[Point-per-instance localization data]

· · ·

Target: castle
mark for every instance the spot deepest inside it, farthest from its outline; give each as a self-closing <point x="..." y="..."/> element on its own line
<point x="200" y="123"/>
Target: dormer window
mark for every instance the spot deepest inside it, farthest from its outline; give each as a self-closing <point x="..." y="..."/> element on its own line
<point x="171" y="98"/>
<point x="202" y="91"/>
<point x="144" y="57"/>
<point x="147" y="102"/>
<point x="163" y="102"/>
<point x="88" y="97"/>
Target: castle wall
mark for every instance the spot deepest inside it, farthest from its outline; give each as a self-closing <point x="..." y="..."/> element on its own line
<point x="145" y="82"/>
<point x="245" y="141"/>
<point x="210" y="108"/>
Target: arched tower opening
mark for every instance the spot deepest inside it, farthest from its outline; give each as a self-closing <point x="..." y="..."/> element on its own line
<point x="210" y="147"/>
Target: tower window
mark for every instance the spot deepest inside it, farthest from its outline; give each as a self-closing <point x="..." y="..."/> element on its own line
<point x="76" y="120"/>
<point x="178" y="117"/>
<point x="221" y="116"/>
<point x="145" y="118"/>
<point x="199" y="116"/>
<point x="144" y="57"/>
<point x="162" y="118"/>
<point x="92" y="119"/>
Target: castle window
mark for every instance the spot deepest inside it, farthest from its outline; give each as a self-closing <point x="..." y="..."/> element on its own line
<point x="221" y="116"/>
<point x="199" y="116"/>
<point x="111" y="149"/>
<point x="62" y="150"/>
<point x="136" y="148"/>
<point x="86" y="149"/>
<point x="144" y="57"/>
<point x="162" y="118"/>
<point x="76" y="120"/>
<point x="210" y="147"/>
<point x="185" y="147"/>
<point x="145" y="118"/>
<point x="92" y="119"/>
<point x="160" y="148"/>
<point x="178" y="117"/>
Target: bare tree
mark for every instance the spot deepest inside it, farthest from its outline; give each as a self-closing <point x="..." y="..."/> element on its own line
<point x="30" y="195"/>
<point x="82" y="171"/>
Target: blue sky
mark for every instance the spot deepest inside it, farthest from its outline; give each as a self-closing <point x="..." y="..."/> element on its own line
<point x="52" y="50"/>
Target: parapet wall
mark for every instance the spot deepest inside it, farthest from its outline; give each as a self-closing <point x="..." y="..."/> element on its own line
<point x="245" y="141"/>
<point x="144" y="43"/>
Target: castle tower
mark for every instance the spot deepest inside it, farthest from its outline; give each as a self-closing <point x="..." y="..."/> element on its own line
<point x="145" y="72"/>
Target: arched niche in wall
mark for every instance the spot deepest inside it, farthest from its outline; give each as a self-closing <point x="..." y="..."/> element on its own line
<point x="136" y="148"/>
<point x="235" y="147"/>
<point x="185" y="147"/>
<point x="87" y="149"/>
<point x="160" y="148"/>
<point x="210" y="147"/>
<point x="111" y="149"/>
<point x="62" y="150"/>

· · ·

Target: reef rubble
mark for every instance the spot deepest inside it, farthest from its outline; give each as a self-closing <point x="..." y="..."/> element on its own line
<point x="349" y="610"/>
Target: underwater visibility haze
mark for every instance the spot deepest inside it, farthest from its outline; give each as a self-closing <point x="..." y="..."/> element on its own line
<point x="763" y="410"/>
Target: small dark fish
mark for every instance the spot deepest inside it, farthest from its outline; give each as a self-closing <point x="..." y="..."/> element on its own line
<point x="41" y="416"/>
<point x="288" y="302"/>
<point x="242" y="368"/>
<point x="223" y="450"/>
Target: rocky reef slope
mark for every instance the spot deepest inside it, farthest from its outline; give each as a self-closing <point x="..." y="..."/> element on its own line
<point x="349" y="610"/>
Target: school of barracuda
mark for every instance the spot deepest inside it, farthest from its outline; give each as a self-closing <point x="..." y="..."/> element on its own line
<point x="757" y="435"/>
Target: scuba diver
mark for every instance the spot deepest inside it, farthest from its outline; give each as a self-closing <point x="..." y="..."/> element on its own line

· · ·

▶ **Requirement**: State, as a number only, how many lines in the entries include "arched".

▶ **Task result**: 2